DESCRIÇÃO DO PROBLEMA => Dê continuidade ao trecho de decisão judicial sobre a gratuidade da justiça, começando logo após a última frase apresentada.

TEXTO FORNECIDO =>
+ + +

Da mesma forma, tenho que razão não assiste às promovidas ao pugnarem pela revogação do benefício da gratuidade da justiça concedido à demandante. Isso porque, para que haja a revogação do beneplácito, é imperiosa a apresentação, pelo impugnante, de prova documental de que o favorecido não necessita da justiça gratuita, o que não restou demonstrado no caso em julgamento.
Com efeito, as requeridas não trouxeram aos autos elementos aptos a comprovar a insubsistência da necessidade da parte autora, permanecendo suas argumentações no campo de meras alegações, motivo pelo qual a manutenção da assistência judiciária é medida imperiosa.
A propósito, tem-se a jurisprudência do Egrégio TJGO – Tribunal de Justiça do Estado de Goiás:
“EMENTA: RECURSO DE APELAÇÃO CÍVEL. ASSISTÊNCIA JUDICIÁRIA CONCEDIDA. AUSÊNCIA DE DEMONSTRAÇÃO DE ALTERAÇÃO NA SITUAÇÃO FINANCEIRA DA RECORRENTE. LITIGÂNCIA DE MÁ-FÉ. CONTRATAÇÃO COMPROVADA. 1. Não merece acolhida a preliminar de impugnação à gratuidade de justiça concedida à parte autora quando o pedido foi devidamente apreciado pelo juiz primevo. No caso em comento, o benefício da justiça gratuita deve ser mantido por não haver nos autos provas concretas aptas a ensejar seu afastamento, mostrando-se inócuas meras alegações desacompanhadas de evidência probatória. 2. Inequívoca a má-fé da parte que tenta utilizar-se do Poder Judiciário deduzindo pretensão contra fato incontroverso e pretendendo, com isso, obter em juízo declaração de inexistência de débito e reparação pecuniária por suposto dano moral, em decorrência de contrato de telefonia e internet por ela contratado e devidamente comprovado nos autos. 3. Desprovido o recurso, majoram-se os honorários em desfavor do apelante, suspenso com base no art. 98, § 3°, do CPC. RECURSO DE APELAÇÃO CÍVEL CONHECIDO E NÃO PROVIDO.” (TJGO, PROCESSO CÍVEL E DO TRABALHO -> Recursos -> Apelação Cível 5533535-55.2021.8.09.0051, Rel. Des(a). DESEMBARGADOR ANDERSON MÁXIMO DE HOLANDA, 10ª Câmara Cível, julgado em 02/10/2023, DJe de 02/10/2023) – Grifei.

+ + +

DADOS FORNECIDOS =>
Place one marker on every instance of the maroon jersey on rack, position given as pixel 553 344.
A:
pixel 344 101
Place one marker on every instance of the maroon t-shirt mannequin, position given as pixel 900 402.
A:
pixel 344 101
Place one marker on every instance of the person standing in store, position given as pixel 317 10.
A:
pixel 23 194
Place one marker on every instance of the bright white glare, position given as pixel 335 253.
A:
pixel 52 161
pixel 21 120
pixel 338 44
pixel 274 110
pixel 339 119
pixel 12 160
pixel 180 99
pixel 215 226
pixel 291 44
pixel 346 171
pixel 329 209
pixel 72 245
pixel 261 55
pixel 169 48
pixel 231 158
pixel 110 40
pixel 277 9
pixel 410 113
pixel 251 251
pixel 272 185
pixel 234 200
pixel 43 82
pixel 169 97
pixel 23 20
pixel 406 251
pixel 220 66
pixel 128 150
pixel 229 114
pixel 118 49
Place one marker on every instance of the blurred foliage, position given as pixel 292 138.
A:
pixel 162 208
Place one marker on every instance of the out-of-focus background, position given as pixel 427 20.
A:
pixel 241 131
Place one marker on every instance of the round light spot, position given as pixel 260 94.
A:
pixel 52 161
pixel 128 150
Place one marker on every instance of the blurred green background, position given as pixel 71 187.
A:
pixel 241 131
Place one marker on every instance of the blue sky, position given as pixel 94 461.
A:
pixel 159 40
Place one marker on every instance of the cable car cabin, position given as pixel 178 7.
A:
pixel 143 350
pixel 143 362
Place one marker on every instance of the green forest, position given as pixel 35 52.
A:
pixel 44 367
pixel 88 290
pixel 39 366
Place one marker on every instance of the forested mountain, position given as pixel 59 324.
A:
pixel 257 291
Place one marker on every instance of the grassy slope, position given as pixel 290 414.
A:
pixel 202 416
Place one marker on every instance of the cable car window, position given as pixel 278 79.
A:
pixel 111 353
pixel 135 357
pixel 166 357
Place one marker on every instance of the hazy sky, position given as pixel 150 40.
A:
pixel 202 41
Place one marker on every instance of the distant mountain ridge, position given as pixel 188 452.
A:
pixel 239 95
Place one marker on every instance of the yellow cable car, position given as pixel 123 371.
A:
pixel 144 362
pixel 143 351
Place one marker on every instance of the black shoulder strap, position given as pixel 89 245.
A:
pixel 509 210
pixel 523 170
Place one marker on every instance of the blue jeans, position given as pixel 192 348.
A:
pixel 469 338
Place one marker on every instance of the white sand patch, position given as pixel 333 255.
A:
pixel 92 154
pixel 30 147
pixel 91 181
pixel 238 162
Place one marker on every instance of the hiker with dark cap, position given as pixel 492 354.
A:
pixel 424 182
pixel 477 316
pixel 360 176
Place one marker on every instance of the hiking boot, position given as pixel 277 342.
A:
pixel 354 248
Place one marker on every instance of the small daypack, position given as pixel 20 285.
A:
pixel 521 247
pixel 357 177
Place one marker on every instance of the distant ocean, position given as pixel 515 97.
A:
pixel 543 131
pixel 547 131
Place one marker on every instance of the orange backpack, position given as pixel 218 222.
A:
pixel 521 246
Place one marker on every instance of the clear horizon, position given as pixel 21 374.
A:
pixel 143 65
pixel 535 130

+ + +

RESULTADO DA TAREFA =>
Sendo assim, afasto a pretensão impugnatória arguida.
Pois bem.
No mérito, é importante ressaltar que a relação jurídica entre as partes é regida pela Lei 8.078/90, vez que presente na espécie as figuras do prestador de serviços e do consumidor, conforme arts. 2º e 3º do compêndio consumerista.
Senão, vejamos:
“Art. 2º. Consumidor é toda pessoa física ou jurídica que adquire ou utiliza produto ou serviço como destinatário final.
Art. 3º. Fornecedor é toda pessoa física ou jurídica, pública ou privada, nacional ou estrangeira, bem como os entes despersonalizados, que desenvolvem atividade de produção, montagem, criação, construção, transformação, importação, exportação, distribuição ou comercialização de produtos ou prestação de serviços.”
É cediço que, nas relações de consumo, a responsabilidade do fornecedor de serviços tem natureza objetiva, cabendo ao consumidor demonstrar apenas a ocorrência do defeito em sua prestação, o dano sofrido e o nexo de causalidade, nos termos do que preceitua o art. 14 do CDC, in verbis:
“Art. 14. O fornecedor de serviços responde, independentemente da existência de culpa, pela reparação dos danos causados aos consumidores por defeitos relativos à prestação dos serviços, bem como por informações insuficientes ou inadequadas sobre sua fruição e riscos.”
Entretanto, a responsabilidade do fornecedor de serviços poderá ser afastada quando provar a inexistência do defeito ou a culpa exclusiva do consumidor ou de terceiro (art. 14, § 3º, incisos I e II, CDC).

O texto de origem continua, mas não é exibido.